§ EXCERPT PROVIDED:

═══

You can see Gracie above. Here’s an excerpt, but you can read the whole elegy at the free link above:

We got Gracie almost 18 years ago from the shelter. Our daughter, then 5, wanted a kitten. We wanted a kitten. But there was a lady volunteer at the shelter who had a tip for us. People throw around the term “cat lady” a lot, but she was the real thing. I remember her sweater seemed to be on backward, and she gave the distinct impression that the shelter cats were just the surplus from the much larger supply at her house. But she was very kind. More importantly, she knew her cats. In movies, and a few TV shows, one of my favorite bit characters is the racing tout. You know, the shoeshine guy or omnipresent loiterer with a toothpick or cigarillo in his mouth and racing form in his hand who seems to know everything about every horse (“His muddah was a mudder”). That was this lady, but for cats.

She took a shine to us and said something like, “Take a look at that one. I see something special.”

═══

§ TASKS TO PERFORM:
(A) The passage about adopting Gracie describes the racing tout character. List every object that the passage says he has in his mouth or hand.
(B) Carry on the passage about adopting Gracie from the point where it stops.

§ GIVEN MATERIAL:
═══

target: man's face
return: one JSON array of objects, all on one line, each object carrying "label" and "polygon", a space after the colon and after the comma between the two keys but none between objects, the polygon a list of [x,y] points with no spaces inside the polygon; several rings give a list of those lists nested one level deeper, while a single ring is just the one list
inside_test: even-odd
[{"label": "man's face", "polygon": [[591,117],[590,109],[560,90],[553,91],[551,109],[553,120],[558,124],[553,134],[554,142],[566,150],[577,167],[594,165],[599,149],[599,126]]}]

═══

§ SOLVED PROBLEMS:
(A) toothpick, cigarillo, racing form

(B)
She pointed to a thin gray cat, a few months out of little-kittenhood. She was regal but friendly.  Lucy, my daughter, decided she was the one when another family seemed to want her, and Lucy’s jealousy told her we needed to act. We put our names down for her.

But the high-stakes world of cat adoption in the nation’s capital being what it is, we couldn’t just take the yet-to-be-named Gracie home. Because we had a dog, the people at the shelter had to be sure that, Bill Murray’s insinuations about “cats and dogs living together” aside, they would get along. They required an introduction, on the premises. So, we made an appointment and came back a few days later with Cosmo the Wonderdog. We waited in a canine-feline interaction room. They brought in Gracie. Gracie saw Cosmo, and her tail inflated tenfold. Imagine one of those shawarma cones at the gyro joint, but made of fluffy gray fur.

. . .Gracie was the friendliest cat I’ve ever known. After a brief interrogation, she would let anybody rub her belly. She insisted upon sitting on every visitor’s lap—or at least trying. Every cat sitter we’ve ever had fell in love with her, because she was so lovable.

But I know a lot of people don’t want to hear a lot of stories about a cat. Talking about your pets can be a bit like describing your dreams: It’s got to be pretty unusual to be interesting at all. And I know from experience that there are a lot of people who will say, “It’s just a cat.”

No, it’s not.

I feel a strange obligation to explain this to people who don’t get it. And there are a lot of them.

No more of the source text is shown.